原文 —
会议讲座

9月15、16日:日本哲学会会长饭田隆教授的两次讲演

Takashi Iida(饭田隆),日本大学哲学教授、日本哲学会会长,研究领域为分析哲学,专长为语言哲学和维特根斯坦研究。Iida教授应邀在本系做两次讲演:
第一次:
题目:Mass/count distinction in a classifier language
摘要:The recent development of plural logic has been a good news for a student of the semantics of a language like Japanese which has no systematic distinction between singular and plural. But plural logic is applicable only to countable predicates; it is not applicable to non-countable predicates. Thus, the first question that must be settled before we may apply plural logic to Japanese is to make sure that it has countable predicates.

(轮廓标注记录)
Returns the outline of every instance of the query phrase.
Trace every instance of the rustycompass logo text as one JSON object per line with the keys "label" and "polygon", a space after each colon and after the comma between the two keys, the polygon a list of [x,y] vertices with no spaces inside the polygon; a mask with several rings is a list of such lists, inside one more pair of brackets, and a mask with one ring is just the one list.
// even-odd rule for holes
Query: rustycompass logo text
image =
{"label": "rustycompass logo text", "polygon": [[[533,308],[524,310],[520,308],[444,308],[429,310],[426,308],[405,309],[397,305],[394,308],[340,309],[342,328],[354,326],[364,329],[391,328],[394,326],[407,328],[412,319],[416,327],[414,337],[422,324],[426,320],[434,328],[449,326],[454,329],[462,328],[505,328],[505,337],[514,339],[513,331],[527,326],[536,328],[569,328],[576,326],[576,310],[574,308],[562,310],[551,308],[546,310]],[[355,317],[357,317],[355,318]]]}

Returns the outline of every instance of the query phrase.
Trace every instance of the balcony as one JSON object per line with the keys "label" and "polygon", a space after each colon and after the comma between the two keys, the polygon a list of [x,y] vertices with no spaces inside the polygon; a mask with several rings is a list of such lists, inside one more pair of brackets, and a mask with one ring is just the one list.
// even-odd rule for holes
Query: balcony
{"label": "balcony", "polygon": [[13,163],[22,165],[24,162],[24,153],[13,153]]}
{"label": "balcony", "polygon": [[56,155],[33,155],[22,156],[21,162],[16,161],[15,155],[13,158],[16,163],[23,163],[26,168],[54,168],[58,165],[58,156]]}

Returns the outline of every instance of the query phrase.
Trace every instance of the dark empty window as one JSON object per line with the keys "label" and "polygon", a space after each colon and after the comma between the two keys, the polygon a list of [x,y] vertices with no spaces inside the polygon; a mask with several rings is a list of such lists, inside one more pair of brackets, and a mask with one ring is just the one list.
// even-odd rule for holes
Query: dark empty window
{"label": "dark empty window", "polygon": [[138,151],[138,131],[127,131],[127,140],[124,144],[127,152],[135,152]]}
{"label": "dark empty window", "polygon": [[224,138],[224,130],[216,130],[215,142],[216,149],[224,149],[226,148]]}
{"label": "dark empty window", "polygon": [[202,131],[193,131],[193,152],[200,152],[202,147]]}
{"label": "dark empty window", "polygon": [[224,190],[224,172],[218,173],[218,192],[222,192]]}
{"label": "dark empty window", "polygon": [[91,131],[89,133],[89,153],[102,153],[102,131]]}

任务说明 — 能否从饭田隆教授讲演公告的最后一句之后接着续写下去? 以上记录在此用不到。

参考答案 —
    I argue that Japanese has indeed countable predicates and that they can be recognized by a kind of numeral suffixes which can modify them. Japanese numeral suffixes are divided into three classes, namely, (1) sortal suffixes, or classifiers, (2) unit-forming suffixes, and (3) measure suffixes; they can be distinguished from each other by a certain simple test. I argue that a sortal suffix's contribution to the meaning of a sentence in which it occurs is not to its truth-conditional content but to its conventional implicature only, and hence that a noun which typically occurs with a sortal suffix has an individuating force by itself.
    On the basis of the above, we can single out a class of count nouns. The resulting distinction between count nouns and non-count nouns largely coincides with the count/mass distinction, and we argue that, in contrast to what is commonly thought, this distinction is more robust in a classifier language like Japanese than in a number-sensitive language like English.
时间:2015年9月15日下午3:10-6:00
地点:三教506
主持人:陈波教授
第二次:
题目:Towards an ontology of the rainbow
摘要:There are some objects of perception that are either too far from us to touch or that cannot be touched at all. Typical examples are the sky and the various phenomena that appear in the sky such as rainbows and sunsets.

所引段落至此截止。